Testo:
____________________
Quando l’Illuminismo
si diffuse, si ritenne che la ragione avrebbe potuto vincere le tenebre dell’ignoranza
e della superstizione, coinvolgendo troppo spesso in queste categorie fenomeni
che erano tutt’altro che ridicole speculazioni primitive. Nel caso del mito e
del folklore, si trattava di un sistema di codici, di segni e di significati,
da rapportare non solo all’esistenza terrena, ma ai diversi piani dell’essere.
Tuttavia, nei
secoli successivi, questa razionale distinzione ridusse le stesse “razze”
soprannaturali a semplici metafore materiali, individuando in esse il nemico storico
di turno.
Se è vero che
nel fantasy magico e umano rientrano in un medesimo discorso, questo – aggiungeremo
– avviene proprio perché (se non altro in origine) vi è la convinzione che oltre
all’Uomo possano coesistere ulteriori manifestazioni dotate di intelligenza. E
che queste, esprimendo diverse caratteristiche della manifestazione, agiscono
non solo in modo diverso, ma appaiono
all’Uomo anche in forme diverse. In questo senso, la distinzione “fisica” è
riflesso di una funzione e non di una banale appartenenza di genere, come può
essere quella di razza in àmbito scientifico.
Giungiamo così
ad affermare per vie diverse che il concetto fantastico di “razza” non esprime
una divisione in sé, ma – se così si può dire – una distinzione di ordine “pratico”.
Certamente,
rimane un problema di fondo, ovvero la particolare connotazione assunta dal
termine “razza” all’indomani dell’ascesa del nazismo.
Ma – lo ribadiamo
– nel fantasy questa distinzione esprime una caratteristica, una funzione
particolare della manifestazione. Così, per esempio, otteniamo Nani dotati di
maggiore forza, personificazione delle forze della terra, oppure Troll, simboli
dell’aspetto selvaggio della natura.
____________________
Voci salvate
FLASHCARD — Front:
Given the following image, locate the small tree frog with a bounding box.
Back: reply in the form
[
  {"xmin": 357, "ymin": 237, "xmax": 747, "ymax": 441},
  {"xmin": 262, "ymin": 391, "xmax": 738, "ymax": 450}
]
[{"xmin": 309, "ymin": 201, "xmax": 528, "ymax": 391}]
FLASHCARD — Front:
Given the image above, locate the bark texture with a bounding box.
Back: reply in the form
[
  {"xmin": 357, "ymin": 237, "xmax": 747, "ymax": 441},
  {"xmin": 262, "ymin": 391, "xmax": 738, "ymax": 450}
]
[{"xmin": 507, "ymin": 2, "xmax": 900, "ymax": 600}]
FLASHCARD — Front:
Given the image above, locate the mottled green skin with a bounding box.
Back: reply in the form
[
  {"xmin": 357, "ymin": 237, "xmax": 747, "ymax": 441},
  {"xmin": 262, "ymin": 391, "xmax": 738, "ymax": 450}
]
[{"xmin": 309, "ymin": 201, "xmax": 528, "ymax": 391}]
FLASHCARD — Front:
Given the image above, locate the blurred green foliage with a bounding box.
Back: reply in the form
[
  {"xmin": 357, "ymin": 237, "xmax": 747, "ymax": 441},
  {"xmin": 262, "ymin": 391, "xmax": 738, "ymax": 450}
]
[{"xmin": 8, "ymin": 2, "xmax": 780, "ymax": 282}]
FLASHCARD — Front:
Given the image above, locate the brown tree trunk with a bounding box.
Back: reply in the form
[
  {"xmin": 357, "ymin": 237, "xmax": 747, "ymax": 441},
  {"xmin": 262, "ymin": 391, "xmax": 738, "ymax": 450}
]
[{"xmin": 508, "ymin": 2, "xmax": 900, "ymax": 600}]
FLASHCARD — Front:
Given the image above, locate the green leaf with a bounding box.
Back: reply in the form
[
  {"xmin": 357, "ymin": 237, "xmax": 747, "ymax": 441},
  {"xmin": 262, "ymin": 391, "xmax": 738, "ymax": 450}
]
____________________
Compito A:
Elenca gli elementi che, secondo il testo sul fantasy, formavano il sistema costituito da mito e folklore.
Compito B:
Continua il testo sul fantasy a partire dall'ultima frase.

Risposta A:
Codici, segni e significati.

Risposta B:
L’Uomo, invece,
appare spesso caratterizzato in una molteplicità di forme, ma questo risponde a
due ragioni: da un lato, l’accesso diretto alla propria forma, che permette di coglierne
più caratteri; dall’altro, il fatto che l’Uomo – quale essere centrale nella
manifestazione – non possa che risultare al centro di un discorso particolare
come quello del fantasy (questo sempre in linea generale).
Ad ogni modo, ritenendo
che il mito e il folklore siano prima di tutto espressioni sacrali, siamo
consapevoli che il fantasy – così come si è definito nell’ultimo secolo – sia stato
circoscritto soprattutto all’espressione narrativa (nell’ampio senso a cui fa
riferimento Pappalardo).
Ancora una
volta, però, giungiamo a conclusioni in comune, pur partendo da strade diverse.
Nel fantasy, le diverse razze – in base alla loro specifica funzione narrativa –
partecipano come strumenti alla trasmissione di un messaggio, che riguarda
tanto l’essere umano nello specifico quanto la manifestazione nel complesso.
Riprendendo l’esempio di Tolkien e dei suoi protagonisti Hobbit, egli si
allontana solo apparentemente dal proprio antropocentrismo. Gli Hobbit,
infatti, sembrano declinare un’umanità edenica, “fuori dal mondo” e per questo
così pura e sincera in tutti i suoi aspetti di vita. Non a caso vengono
chiamati spesso in modo dispregiativo “mezzuomini”, rifacendosi appunto ad una
categoria fisica, esteriore, che viene respinta dagli stessi Hobbit attraverso
la bontà e la determinazione delle proprie azioni. Almeno in tal senso, essi
fungono dunque da modello all’umanità coinvolta nella sfida tra bene e male.
In definitiva,
nel fantasy non esiste alcun “peccato originale”, poiché il termine “razza” si
rifà ad una distinzione che non ha nulla a che fare con la biologia e la
scienza moderna. Mescolare questi due aspetti, al massimo, può essere l’errore.
L’unico vero limite
di questo termine, dunque, sembra essere di ordine sociale. Dal momento che il
fantasy è sempre più partecipe del mondo, questo stesso mondo tende a
reificarlo. Tuttavia, sostituire quel termine con altri come “genere” e “etnia”
vorrebbe dire confermare l’idea di un errore originario dal quale invece
sarebbe bene distaccarsi. Se il pensiero scientifico dovesse egemonizzare anche
l’àmbito del fantasy, allora si ridurrebbe ancora di più lo spazio per poter
trattare, anche in forma ludica e non per forza esistenziale, del rapporto che
l’Uomo ha non solo con i sensi, ma anche con l’immaginazione e l’intuizione.